Passage to read
______________________________

Monday, October 10, 2016, 5:00pm.
The FWC has banned hundreds of subcontractor workers at six Lend Lease projects in Queensland from taking unlawful industrial action in support of protected strikes by two dozen of the construction giant’s direct employees.
In a decision issued on Friday, Commissioner Jennifer Hunt accepted evidence from the company that about 450 subcontractors had stopped entering the six sites from September 28, when the direct employees began their protected action.
The company’s witnesses told the Commission that subcontractor employee numbers dropped from 125 to as low as 43 at the Sunshine Coast University Hospital project in the week after the protected action began.
At the Yards Project in Fortitude Valley numbers dropped from 307 to zero, at the Kings Co-op Project it fell from 30 to zero, at James Cook University’s The Science Place, it dropped from 120 to a minimum of 103, at the Growler Airborne Attack Facility Project from 80 to a low of 29 and at the Sunshine Plaza Redevelopment Project from 50 to 12.
The company told Commissioner Hunt the “orchestration” of the hundreds of employees taking coordinated action was no accident and was being organised by the CFMEU.
It was “unfathomable” that they had all decided of their own accord to not attend work, it said.

______________________________

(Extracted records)
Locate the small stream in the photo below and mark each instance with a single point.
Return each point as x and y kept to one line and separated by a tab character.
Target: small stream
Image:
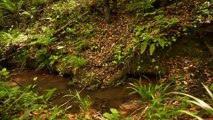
102	99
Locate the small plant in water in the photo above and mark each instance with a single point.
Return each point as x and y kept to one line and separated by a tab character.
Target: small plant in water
85	103
114	115
148	92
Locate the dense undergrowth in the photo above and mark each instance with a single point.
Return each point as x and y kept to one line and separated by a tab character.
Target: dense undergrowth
71	38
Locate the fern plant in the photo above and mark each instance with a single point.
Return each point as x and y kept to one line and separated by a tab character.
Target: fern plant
197	101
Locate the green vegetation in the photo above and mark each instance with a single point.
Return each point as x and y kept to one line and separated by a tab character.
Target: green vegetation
114	115
97	42
85	103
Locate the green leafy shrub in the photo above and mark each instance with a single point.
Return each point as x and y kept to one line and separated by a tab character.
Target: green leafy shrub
139	5
148	92
11	6
15	101
85	102
197	101
42	58
150	36
78	61
4	74
114	115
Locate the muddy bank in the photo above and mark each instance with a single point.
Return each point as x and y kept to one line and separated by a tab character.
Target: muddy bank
102	99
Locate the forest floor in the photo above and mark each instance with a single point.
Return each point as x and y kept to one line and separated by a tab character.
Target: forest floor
106	48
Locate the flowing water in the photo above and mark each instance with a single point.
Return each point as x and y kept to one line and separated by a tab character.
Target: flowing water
102	99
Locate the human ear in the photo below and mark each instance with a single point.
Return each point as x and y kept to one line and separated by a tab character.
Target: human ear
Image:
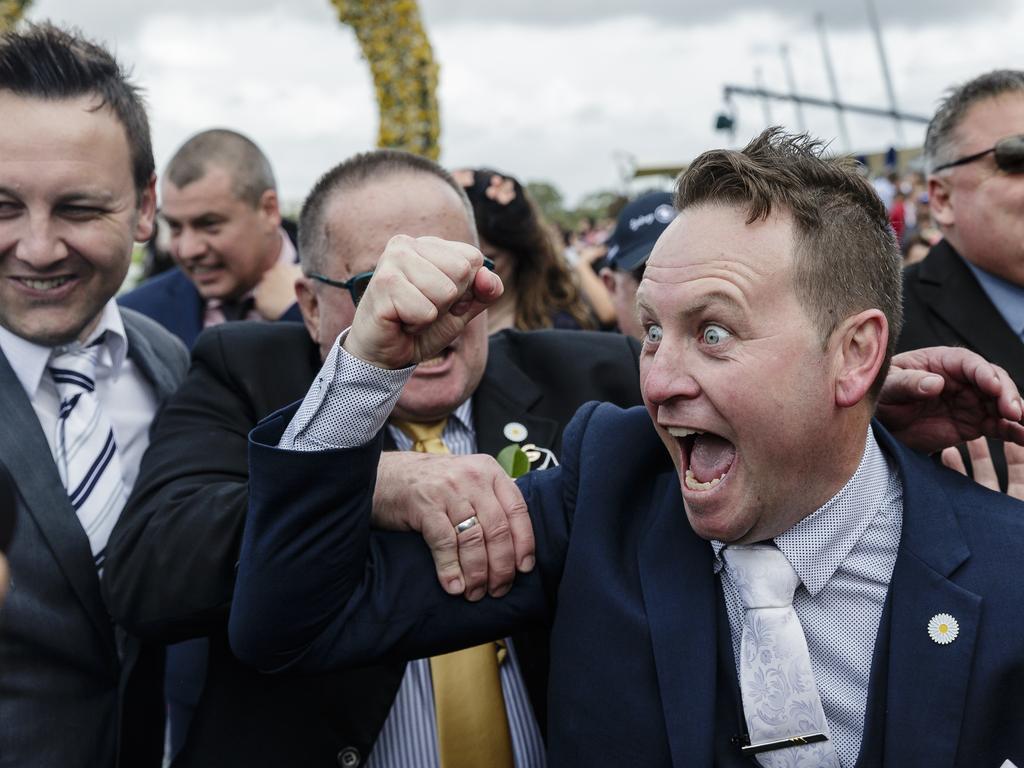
308	301
146	211
859	349
940	204
269	207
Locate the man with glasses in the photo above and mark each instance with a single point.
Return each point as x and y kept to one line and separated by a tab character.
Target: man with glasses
170	573
970	290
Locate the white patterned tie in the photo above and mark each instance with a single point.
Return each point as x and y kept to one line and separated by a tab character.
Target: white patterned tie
86	453
780	697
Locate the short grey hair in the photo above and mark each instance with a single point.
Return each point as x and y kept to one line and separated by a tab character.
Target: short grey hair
350	174
239	156
939	139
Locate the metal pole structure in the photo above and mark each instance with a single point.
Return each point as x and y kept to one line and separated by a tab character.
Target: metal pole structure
873	18
819	20
784	52
730	90
765	103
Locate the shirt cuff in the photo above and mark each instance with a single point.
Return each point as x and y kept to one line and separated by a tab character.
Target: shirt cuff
347	403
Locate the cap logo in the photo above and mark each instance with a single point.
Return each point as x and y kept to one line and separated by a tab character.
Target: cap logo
665	213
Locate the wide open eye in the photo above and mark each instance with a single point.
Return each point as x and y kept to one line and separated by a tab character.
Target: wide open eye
713	335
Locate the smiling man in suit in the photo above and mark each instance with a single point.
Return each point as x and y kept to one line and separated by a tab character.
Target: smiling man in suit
171	568
970	290
219	199
751	569
80	382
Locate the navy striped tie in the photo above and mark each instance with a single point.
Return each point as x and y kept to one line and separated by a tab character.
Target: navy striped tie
85	451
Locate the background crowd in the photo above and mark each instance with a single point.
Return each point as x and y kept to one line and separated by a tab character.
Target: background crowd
127	471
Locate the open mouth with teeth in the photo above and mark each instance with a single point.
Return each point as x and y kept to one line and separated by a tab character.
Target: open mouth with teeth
437	361
706	459
44	284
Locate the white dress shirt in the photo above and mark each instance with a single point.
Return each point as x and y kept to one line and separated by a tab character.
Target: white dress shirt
844	554
125	394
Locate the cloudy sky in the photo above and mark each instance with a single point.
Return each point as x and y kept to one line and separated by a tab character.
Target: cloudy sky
570	91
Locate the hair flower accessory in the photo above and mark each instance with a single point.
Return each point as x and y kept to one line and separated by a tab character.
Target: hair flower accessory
501	189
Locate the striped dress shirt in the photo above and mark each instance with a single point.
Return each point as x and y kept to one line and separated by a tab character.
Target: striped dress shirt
346	406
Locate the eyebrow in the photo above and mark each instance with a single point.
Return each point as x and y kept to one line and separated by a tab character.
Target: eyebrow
715	297
103	198
202	220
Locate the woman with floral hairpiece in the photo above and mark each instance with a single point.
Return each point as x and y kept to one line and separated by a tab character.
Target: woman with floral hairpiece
540	291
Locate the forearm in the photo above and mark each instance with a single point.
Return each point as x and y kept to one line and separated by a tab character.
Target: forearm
317	591
170	568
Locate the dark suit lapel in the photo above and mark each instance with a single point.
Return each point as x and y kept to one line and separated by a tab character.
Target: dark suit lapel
506	394
927	682
680	598
142	354
28	456
952	293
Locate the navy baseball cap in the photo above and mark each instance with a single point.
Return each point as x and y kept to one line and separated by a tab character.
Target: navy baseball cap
639	226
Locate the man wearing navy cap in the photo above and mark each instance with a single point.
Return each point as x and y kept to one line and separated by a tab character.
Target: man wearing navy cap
639	226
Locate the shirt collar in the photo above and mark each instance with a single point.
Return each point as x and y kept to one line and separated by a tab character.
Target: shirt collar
29	359
817	545
464	415
1007	297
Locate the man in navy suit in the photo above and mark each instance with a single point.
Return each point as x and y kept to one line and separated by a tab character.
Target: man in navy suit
219	200
770	307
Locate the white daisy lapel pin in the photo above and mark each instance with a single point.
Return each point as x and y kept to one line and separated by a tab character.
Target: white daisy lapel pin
943	629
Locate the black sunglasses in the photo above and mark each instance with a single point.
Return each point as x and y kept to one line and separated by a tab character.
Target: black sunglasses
357	284
1009	155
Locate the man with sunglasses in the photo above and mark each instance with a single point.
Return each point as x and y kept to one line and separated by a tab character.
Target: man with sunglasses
970	290
170	572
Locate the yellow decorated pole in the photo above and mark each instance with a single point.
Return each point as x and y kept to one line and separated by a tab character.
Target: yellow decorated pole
11	11
401	61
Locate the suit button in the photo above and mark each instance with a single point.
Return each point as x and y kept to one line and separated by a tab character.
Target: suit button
348	758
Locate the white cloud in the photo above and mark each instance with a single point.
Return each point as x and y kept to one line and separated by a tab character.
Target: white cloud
552	90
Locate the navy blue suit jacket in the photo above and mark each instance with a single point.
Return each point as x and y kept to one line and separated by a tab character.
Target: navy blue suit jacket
641	670
172	300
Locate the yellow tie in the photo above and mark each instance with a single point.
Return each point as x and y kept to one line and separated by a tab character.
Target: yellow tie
472	726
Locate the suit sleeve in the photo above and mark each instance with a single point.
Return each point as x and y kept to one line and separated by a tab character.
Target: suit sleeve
317	590
171	558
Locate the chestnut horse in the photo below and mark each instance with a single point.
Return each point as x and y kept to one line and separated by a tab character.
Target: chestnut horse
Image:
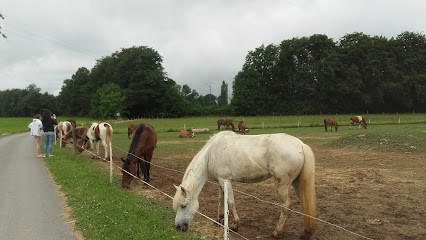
226	122
186	134
242	128
360	120
285	158
143	145
131	129
330	122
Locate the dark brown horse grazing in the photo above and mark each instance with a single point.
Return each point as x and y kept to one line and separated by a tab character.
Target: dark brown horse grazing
143	145
226	122
131	129
360	120
330	122
242	128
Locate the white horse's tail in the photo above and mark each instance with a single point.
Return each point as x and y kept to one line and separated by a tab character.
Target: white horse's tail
307	189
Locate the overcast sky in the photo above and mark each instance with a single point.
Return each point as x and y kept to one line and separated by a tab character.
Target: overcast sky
202	42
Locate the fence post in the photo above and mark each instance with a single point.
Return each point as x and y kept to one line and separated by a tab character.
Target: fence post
110	163
225	209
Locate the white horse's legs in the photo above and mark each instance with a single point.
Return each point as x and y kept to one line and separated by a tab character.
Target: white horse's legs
220	214
283	194
231	204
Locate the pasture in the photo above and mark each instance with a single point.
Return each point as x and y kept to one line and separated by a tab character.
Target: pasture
369	181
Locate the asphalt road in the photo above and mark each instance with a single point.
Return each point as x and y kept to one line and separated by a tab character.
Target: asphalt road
30	207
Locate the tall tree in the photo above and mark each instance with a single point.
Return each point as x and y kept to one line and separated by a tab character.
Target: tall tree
4	36
222	100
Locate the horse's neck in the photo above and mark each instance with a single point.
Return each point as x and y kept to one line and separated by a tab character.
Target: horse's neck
196	175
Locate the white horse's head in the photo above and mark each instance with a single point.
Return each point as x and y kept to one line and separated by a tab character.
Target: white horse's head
184	207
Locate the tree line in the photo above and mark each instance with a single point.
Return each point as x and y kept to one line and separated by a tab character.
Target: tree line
308	75
313	75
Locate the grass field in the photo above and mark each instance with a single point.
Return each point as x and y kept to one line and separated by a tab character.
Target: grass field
103	211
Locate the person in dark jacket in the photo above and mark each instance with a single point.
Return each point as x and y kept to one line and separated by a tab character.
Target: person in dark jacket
49	121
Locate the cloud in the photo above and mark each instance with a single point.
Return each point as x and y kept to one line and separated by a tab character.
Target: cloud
202	42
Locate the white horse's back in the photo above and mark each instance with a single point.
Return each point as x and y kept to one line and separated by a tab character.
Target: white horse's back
253	158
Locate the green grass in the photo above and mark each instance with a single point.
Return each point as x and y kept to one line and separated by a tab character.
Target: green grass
400	137
105	211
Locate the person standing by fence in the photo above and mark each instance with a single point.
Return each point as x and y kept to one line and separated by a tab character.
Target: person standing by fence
36	127
48	121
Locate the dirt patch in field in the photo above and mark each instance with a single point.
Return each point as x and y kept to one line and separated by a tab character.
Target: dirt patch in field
376	194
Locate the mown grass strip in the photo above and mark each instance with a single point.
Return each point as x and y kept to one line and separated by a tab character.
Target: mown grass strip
105	211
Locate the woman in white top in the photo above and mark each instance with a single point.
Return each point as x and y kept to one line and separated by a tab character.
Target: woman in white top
36	127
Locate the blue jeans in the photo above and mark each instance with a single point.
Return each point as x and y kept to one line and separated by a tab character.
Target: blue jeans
49	137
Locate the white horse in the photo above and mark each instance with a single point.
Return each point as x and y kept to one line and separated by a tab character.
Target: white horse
100	132
62	128
249	158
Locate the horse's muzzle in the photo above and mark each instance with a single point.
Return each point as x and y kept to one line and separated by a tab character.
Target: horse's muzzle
182	227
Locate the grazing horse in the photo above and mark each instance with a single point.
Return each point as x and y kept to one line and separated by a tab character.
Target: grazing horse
330	122
186	134
242	128
99	132
131	129
143	146
199	130
226	122
360	120
285	158
80	134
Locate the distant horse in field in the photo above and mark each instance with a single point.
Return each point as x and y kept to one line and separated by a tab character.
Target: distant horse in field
199	130
285	158
80	134
242	128
99	132
131	129
186	134
330	122
225	122
143	145
360	120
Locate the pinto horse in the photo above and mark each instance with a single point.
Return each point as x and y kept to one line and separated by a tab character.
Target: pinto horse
99	132
330	122
143	145
360	120
62	128
285	158
80	134
242	128
225	122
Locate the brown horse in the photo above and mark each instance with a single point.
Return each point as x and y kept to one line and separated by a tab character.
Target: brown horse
143	145
360	120
330	122
226	122
131	129
242	128
186	134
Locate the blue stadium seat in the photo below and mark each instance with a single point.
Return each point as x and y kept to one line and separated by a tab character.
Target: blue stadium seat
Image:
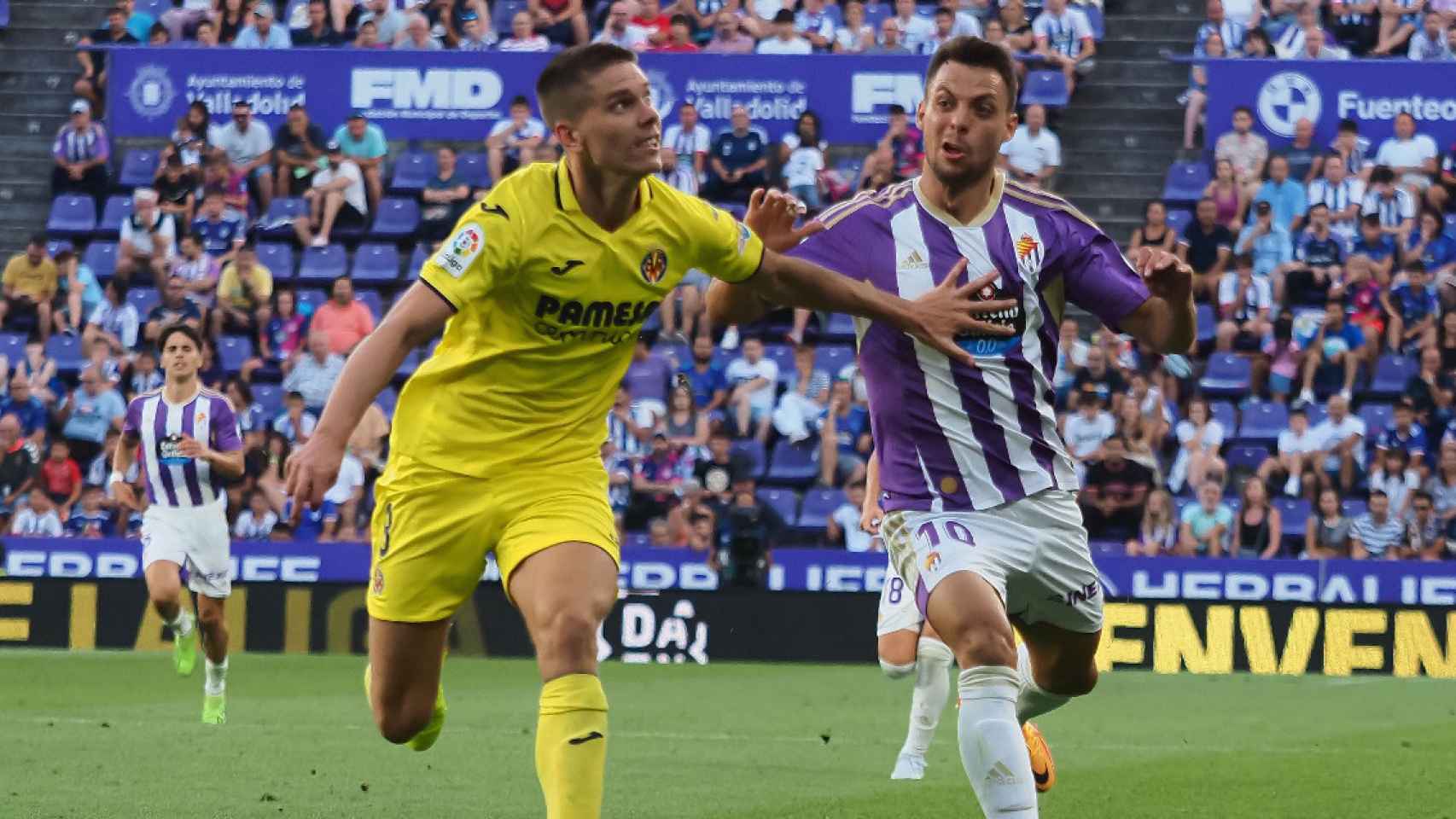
270	398
412	169
835	358
277	256
474	169
396	218
1293	513
1208	323
101	258
1185	182
818	505
1045	88
138	167
376	262
1377	418
371	300
792	464
1262	422
66	351
143	299
1228	375
753	453
12	346
1391	375
1179	220
328	262
311	297
233	352
119	210
277	223
1226	416
72	216
783	501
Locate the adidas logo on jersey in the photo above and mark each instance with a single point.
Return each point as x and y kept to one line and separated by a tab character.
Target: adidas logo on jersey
915	261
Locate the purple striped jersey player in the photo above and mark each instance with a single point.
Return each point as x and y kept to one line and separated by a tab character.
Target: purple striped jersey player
980	513
189	444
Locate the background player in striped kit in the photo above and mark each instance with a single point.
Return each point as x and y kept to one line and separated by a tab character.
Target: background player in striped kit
189	445
981	520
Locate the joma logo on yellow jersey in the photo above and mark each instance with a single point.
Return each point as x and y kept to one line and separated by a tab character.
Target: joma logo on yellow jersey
594	313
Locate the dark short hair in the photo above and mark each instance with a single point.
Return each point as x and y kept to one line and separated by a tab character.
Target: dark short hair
979	54
179	328
561	84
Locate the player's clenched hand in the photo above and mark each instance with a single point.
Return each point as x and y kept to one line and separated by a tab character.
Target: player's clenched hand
1165	276
311	472
772	214
948	311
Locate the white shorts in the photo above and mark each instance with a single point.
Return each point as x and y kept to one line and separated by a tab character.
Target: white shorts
897	607
193	537
1033	552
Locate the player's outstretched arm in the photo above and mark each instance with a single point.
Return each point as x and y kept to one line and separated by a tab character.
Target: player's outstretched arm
1168	320
414	320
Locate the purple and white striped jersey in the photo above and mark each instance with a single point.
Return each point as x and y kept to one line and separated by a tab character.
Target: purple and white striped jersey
952	437
175	479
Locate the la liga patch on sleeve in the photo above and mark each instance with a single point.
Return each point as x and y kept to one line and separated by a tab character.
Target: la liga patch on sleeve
459	252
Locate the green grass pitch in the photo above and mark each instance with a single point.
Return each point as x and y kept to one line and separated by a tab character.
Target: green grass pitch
115	735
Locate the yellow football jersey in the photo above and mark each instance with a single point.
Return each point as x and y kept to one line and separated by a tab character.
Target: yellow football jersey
548	309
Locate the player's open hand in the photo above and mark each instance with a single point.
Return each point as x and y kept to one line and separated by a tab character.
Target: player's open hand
1165	276
772	214
948	311
311	472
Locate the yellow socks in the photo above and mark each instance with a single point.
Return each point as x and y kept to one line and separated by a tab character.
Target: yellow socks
571	746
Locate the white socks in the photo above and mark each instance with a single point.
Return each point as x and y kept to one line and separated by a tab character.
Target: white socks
1033	700
183	626
932	688
993	750
216	681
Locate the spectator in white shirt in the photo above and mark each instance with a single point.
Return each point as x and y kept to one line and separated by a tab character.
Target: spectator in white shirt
1033	154
1410	154
684	150
785	39
845	521
523	35
913	28
754	383
620	31
855	35
1430	44
1064	39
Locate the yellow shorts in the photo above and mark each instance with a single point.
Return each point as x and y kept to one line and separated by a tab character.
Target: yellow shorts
433	528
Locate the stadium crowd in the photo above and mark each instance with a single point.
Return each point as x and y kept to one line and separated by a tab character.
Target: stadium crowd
1322	274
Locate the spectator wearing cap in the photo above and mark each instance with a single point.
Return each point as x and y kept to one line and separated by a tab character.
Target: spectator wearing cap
1033	154
80	152
1411	158
364	144
264	31
737	160
248	146
1267	241
513	142
1064	39
148	239
29	281
335	200
92	84
785	39
319	32
344	319
297	148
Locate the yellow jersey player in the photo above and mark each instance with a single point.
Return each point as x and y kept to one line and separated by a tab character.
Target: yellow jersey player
542	290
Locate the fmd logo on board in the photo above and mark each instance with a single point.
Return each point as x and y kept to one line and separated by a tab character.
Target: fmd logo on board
1284	99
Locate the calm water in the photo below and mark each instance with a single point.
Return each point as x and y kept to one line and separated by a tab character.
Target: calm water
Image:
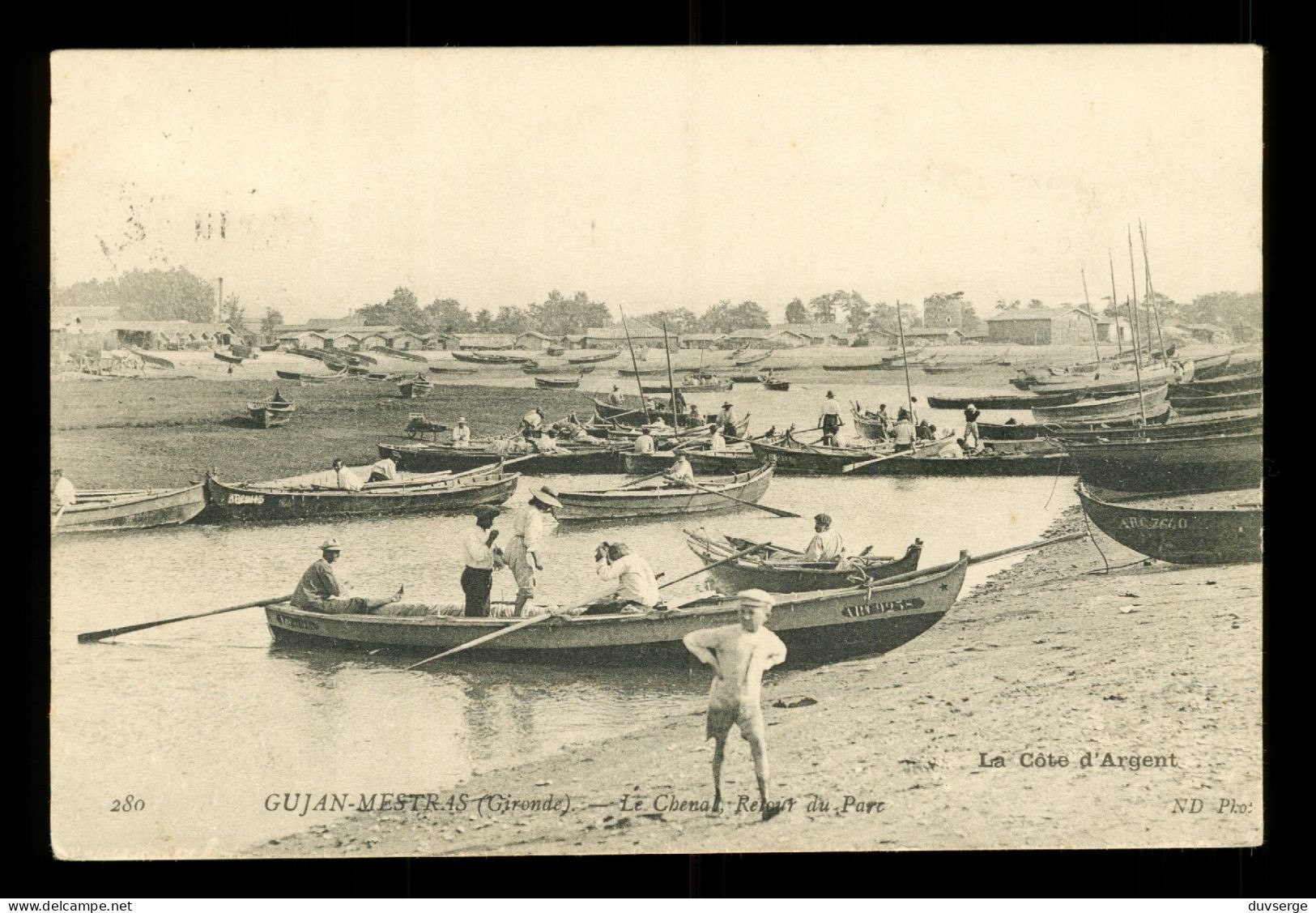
204	719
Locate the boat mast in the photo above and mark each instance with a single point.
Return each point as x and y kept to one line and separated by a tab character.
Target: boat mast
1115	307
905	356
671	384
640	384
1137	367
1156	308
1091	320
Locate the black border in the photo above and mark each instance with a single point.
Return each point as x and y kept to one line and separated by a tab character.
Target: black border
391	23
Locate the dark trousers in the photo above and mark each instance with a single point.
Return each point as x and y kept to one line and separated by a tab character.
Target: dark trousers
477	584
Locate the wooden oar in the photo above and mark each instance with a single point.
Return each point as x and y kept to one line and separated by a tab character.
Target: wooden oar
554	615
749	504
111	632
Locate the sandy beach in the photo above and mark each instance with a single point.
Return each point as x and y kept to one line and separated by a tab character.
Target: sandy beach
1056	706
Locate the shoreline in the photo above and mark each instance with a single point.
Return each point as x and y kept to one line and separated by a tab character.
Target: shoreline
1033	668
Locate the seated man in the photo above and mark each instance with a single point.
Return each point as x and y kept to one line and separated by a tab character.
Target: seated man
345	479
825	544
383	470
319	591
637	588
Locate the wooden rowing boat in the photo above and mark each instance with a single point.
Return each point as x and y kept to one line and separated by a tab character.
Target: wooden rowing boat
1194	529
103	512
1002	400
1116	407
783	571
1195	405
817	626
575	458
557	383
591	360
1215	462
313	495
658	500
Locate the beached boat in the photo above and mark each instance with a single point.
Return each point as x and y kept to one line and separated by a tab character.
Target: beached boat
1214	462
575	370
107	510
557	383
312	378
575	458
271	412
415	388
657	500
591	360
786	571
1219	528
816	628
1195	405
1002	400
1115	407
315	495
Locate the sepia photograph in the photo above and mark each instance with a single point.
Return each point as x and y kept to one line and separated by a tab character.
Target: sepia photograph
670	450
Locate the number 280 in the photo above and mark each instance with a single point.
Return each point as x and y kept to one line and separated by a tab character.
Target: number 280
128	804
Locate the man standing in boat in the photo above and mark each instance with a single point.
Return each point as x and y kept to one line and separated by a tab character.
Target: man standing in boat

______________________________

Your objective
From the report on the Lend Lease industrial action, write out the passage that begins at the words "The company’s witnesses" and stops after the words "work, it said.".

Response
The company’s witnesses told the Commission that subcontractor employee numbers dropped from 125 to as low as 43 at the Sunshine Coast University Hospital project in the week after the protected action began.
At the Yards Project in Fortitude Valley numbers dropped from 307 to zero, at the Kings Co-op Project it fell from 30 to zero, at James Cook University’s The Science Place, it dropped from 120 to a minimum of 103, at the Growler Airborne Attack Facility Project from 80 to a low of 29 and at the Sunshine Plaza Redevelopment Project from 50 to 12.
The company told Commissioner Hunt the “orchestration” of the hundreds of employees taking coordinated action was no accident and was being organised by the CFMEU.
It was “unfathomable” that they had all decided of their own accord to not attend work, it said.